_EXERCISE TASK_
Retype the material in full, keeping every word the same.

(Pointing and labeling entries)
────────────────

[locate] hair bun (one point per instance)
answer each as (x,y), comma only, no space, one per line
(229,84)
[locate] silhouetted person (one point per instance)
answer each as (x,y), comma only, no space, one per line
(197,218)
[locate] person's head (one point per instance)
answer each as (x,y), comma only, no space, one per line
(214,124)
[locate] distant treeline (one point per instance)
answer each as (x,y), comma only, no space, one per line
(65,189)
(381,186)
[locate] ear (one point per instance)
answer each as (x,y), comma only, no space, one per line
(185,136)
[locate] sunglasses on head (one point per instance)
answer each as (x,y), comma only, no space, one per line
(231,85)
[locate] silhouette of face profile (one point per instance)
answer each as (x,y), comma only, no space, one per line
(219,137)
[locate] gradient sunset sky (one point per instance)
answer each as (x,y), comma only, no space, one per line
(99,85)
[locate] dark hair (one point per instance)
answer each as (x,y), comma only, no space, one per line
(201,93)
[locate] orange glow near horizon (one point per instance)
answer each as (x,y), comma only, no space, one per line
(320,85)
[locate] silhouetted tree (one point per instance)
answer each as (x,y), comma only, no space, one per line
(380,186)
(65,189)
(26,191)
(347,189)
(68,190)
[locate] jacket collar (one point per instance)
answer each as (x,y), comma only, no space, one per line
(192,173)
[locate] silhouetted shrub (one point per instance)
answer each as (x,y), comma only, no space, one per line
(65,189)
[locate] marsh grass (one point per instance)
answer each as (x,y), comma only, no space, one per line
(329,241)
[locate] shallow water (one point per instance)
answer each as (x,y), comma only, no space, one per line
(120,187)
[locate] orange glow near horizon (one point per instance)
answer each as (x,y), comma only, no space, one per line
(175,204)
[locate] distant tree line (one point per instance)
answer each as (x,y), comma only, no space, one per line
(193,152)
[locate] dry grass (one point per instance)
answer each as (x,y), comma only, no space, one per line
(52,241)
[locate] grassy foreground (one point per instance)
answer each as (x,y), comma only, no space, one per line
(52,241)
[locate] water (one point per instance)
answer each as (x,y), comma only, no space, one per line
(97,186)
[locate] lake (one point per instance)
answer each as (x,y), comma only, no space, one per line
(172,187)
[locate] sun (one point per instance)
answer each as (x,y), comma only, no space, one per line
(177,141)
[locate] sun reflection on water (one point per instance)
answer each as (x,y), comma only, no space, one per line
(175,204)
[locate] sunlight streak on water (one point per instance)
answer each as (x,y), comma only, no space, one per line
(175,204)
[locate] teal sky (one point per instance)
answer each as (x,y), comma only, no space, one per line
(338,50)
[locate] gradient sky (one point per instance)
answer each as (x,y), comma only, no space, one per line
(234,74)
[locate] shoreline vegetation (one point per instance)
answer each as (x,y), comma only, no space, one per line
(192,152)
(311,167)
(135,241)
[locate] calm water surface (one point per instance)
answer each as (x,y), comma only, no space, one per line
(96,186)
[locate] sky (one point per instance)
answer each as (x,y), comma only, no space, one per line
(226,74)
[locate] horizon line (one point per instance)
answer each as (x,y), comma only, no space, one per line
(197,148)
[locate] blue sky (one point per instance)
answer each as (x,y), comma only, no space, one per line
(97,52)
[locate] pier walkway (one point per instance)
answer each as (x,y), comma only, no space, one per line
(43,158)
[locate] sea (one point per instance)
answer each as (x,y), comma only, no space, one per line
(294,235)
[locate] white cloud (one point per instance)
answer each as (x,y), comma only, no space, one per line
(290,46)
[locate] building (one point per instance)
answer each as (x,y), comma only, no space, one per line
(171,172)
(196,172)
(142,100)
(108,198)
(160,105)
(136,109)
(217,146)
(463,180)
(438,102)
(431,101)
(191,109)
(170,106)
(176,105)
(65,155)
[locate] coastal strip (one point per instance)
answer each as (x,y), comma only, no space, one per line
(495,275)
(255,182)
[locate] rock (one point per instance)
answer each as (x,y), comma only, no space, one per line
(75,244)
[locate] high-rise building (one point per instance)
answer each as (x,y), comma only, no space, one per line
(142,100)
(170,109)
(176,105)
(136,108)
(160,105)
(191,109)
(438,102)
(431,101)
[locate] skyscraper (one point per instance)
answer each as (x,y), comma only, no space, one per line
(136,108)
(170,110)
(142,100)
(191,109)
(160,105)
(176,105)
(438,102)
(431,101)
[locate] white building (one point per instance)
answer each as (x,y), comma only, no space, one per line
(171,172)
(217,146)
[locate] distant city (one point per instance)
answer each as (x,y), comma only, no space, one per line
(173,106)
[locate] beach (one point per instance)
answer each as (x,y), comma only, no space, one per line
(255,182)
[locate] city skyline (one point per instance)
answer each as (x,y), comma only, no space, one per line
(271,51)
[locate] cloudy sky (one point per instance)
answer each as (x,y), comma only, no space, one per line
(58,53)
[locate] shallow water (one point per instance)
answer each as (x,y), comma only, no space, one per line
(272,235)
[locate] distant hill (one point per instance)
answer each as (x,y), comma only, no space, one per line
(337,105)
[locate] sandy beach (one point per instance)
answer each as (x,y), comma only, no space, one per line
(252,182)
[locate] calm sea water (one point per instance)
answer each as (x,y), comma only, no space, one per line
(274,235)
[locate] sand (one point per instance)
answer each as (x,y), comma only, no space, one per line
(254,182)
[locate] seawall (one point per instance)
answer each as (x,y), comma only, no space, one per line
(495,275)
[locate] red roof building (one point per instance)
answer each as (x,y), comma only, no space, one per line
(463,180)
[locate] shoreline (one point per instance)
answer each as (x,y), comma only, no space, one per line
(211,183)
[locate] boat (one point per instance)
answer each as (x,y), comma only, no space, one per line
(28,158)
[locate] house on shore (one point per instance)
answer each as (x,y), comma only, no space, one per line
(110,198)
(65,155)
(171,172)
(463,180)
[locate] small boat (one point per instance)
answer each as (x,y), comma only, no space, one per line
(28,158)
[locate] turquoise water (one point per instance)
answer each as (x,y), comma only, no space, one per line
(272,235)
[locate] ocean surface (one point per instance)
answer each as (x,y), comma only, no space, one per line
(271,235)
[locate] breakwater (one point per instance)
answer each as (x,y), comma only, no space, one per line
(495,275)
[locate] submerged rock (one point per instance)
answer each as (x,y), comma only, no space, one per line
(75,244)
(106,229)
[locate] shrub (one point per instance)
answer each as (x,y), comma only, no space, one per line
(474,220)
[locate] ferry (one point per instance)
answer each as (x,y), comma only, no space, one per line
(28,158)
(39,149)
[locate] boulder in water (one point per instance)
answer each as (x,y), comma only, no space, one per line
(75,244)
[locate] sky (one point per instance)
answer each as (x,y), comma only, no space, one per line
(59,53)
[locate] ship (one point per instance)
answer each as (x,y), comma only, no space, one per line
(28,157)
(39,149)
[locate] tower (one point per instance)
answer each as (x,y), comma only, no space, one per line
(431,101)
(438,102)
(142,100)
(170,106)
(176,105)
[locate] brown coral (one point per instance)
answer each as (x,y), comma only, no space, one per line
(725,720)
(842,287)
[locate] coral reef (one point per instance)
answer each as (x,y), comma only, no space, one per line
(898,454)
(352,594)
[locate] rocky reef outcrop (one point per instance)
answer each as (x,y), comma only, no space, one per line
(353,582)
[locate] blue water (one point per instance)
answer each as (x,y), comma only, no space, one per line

────────────────

_ANSWER TO THE EXERCISE_
[locate] hair bun (one point per instance)
answer each as (x,y), comma only, no space, one per line
(229,84)
[locate] silhouetted person (one point per instance)
answer each as (x,y), comma only, no space, one per line
(197,218)
[locate] person's head (one point per instance)
answer each as (x,y), comma only, no space, one per line
(214,124)
[locate] distant treeline (one point per instance)
answer each as (x,y), comma only, no space, one per line
(65,189)
(381,186)
[locate] ear (one point per instance)
answer each as (x,y), comma only, no space, one per line
(185,136)
[locate] sunglasses on head (one point per instance)
answer each as (x,y), comma only, no space, one per line
(231,85)
[locate] silhouette of face profile (one point per instance)
answer each as (x,y), comma only, no space, one per line
(219,137)
[locate] gradient sunset sky (one point per instance)
answer each as (x,y), comma only, no space, one per line
(99,85)
[locate] dark hair (one point per instance)
answer each as (x,y), comma only, no space, one per line
(201,93)
[locate] orange glow near horizon (one point per instance)
answer each as (x,y), comma only, no space, one per line
(320,85)
[locate] silhouetted tree (one point per instance)
answer each as (x,y), comma only, no space, one per line
(380,186)
(65,189)
(26,191)
(347,189)
(68,190)
[locate] jacket collar (one point per instance)
answer each as (x,y), comma only, no space, one per line
(192,173)
[locate] silhouetted shrub (one point per instance)
answer each as (x,y), comma only, no space, one per line
(65,189)
[locate] marsh grass (one point per instance)
answer each as (x,y), comma only, no space, one per line
(329,241)
[locate] shallow water (one point per instance)
answer each as (x,y), comma only, no space, one per line
(120,187)
[locate] orange glow near horizon (one point per instance)
answer each as (x,y), comma only, no space, one per line
(175,204)
[locate] distant tree line (one point per instance)
answer each as (x,y), comma only, no space, one per line
(193,152)
[locate] dry grass (one point per instance)
answer each as (x,y), comma only, no space, one per line
(52,241)
[locate] grassy foreground (one point per instance)
answer each as (x,y), comma only, no space, one per line
(52,241)
[locate] water (one point per instance)
answer each as (x,y), comma only, no space, one per line
(97,186)
[locate] lake (one point per instance)
answer each as (x,y), comma only, no space, one per line
(172,187)
[locate] sun (one point per instance)
answer each as (x,y), comma only, no space, one per line
(177,141)
[locate] sun reflection on water (one point per instance)
answer each as (x,y), comma only, no space, one per line
(175,204)
[locate] sunlight streak on water (one point per instance)
answer each as (x,y), comma only, no space, one per line
(175,204)
[locate] teal sky (one point per instance)
answer each as (x,y), comma only, no space, one per line
(338,50)
[locate] gradient sky (one point per instance)
answer each as (x,y), comma only, no space, one per line
(234,74)
[locate] shoreline vegetation (one point per instance)
answer each as (x,y), comma only, no space, one per line
(192,152)
(311,167)
(135,241)
[locate] calm water surface (one point per instance)
answer each as (x,y), comma only, no space, one per line
(96,186)
[locate] sky (one point per instance)
answer each as (x,y), comma only, no space, one per line
(226,74)
[locate] horizon line (one point per instance)
answer each as (x,y), comma only, no space, one per line
(197,148)
[locate] blue sky (one point per instance)
answer each as (x,y), comma only, no space, one per line
(97,52)
[locate] pier walkway (one point per instance)
answer each as (x,y), comma only, no space, one per line
(43,158)
[locate] sea (one point per instance)
answer each as (x,y), comma only, no space, one per line
(294,235)
[locate] white cloud (one point per instance)
answer each as (x,y), comma only, no space, one per line
(290,46)
[locate] building (one point per instance)
answer each as (x,y), comma only, no space, one per line
(171,172)
(196,172)
(142,100)
(108,198)
(160,105)
(136,109)
(217,146)
(463,180)
(438,102)
(431,101)
(191,109)
(170,106)
(176,105)
(65,155)
[locate] coastal strip (one point per instance)
answer each as (x,y), comma only, no space, one per line
(495,275)
(255,182)
[locate] rock (one point per instance)
answer each as (x,y), comma only, no space, one per line
(75,244)
[locate] high-rise building (one point per instance)
answer each as (x,y), comma only, no space, one per line
(142,100)
(170,109)
(176,105)
(136,108)
(160,105)
(191,109)
(438,102)
(431,101)
[locate] skyscraper (one point per instance)
answer each as (x,y), comma only, no space, one per line
(136,108)
(170,110)
(142,100)
(191,109)
(160,105)
(176,105)
(438,102)
(431,101)
[locate] white building (one point per instance)
answer each as (x,y), comma only, no space, one per line
(171,172)
(217,146)
[locate] distant city (one point per instance)
answer each as (x,y), comma only, no space, one per line
(173,106)
[locate] beach (one point per instance)
answer each as (x,y), comma only, no space, one per line
(255,182)
[locate] city skyline (one point per instance)
answer each as (x,y), comma only, no space, one per line
(271,51)
[locate] cloudy sky (one point per instance)
answer each as (x,y), comma only, no space, one per line
(58,53)
[locate] shallow water (one point per instance)
answer each as (x,y), comma only, no space, one per line
(272,235)
[locate] distant hill (one point per instance)
answer each as (x,y), comma only, no space, one per line
(337,105)
[locate] sandy beach (one point per instance)
answer each as (x,y), comma only, no space, one per line
(252,182)
[locate] calm sea water (one point per instance)
answer each as (x,y), comma only, no space, one per line
(274,235)
[locate] sand (one point per instance)
answer each as (x,y), comma only, no space, one per line
(254,182)
[locate] seawall (one point per instance)
answer each as (x,y), comma only, no space, one per line
(495,275)
[locate] red roof building (one point per instance)
answer each as (x,y), comma only, no space, one per line
(463,180)
[locate] shoreline (one point per instance)
answer each as (x,y), comma only, no space, one per line
(211,183)
[locate] boat (one point per instance)
answer each as (x,y), comma only, no space, one per line
(28,158)
[locate] house on shore (one point per instance)
answer each as (x,y), comma only, no space, one per line
(110,198)
(65,155)
(171,172)
(463,180)
[locate] small boat (one point per instance)
answer each as (x,y), comma only, no space, one per line
(28,158)
[locate] turquoise water (one point per instance)
answer each as (x,y), comma only, no space, one per line
(272,235)
[locate] ocean surface (one point per instance)
answer each as (x,y), comma only, no space, one per line
(271,235)
[locate] breakwater (one point per instance)
answer each as (x,y), comma only, no space, one per line
(495,275)
[locate] submerged rock (one point per instance)
answer each as (x,y), comma only, no space, one per line
(75,244)
(106,229)
[locate] shrub (one point per instance)
answer each as (x,y), comma only, no space, one per line
(474,220)
[locate] ferry (one point per instance)
answer each as (x,y), comma only, no space, one per line
(28,158)
(39,149)
[locate] boulder in water (one point per instance)
answer each as (x,y), comma only, no space, one per line
(75,244)
[locate] sky (one point per instance)
answer each as (x,y), comma only, no space, one per line
(59,53)
[locate] ship (one point per instance)
answer each as (x,y), comma only, no space, one per line
(28,157)
(39,149)
[locate] tower (one point per instance)
answer each as (x,y), comma only, no space, one per line
(431,101)
(438,102)
(142,100)
(170,106)
(176,105)
[locate] brown coral (one point per instance)
answer each as (x,y), comma only, no space, one per line
(725,720)
(842,287)
[locate] coral reef (one point per instance)
answer each as (x,y), comma only, no space, one per line
(898,454)
(352,594)
[locate] rocky reef outcrop (one point per instance)
answer each as (x,y), comma only, no space, one per line
(353,582)
[locate] blue water (one point per instance)
answer each as (x,y), comma only, no space, one per line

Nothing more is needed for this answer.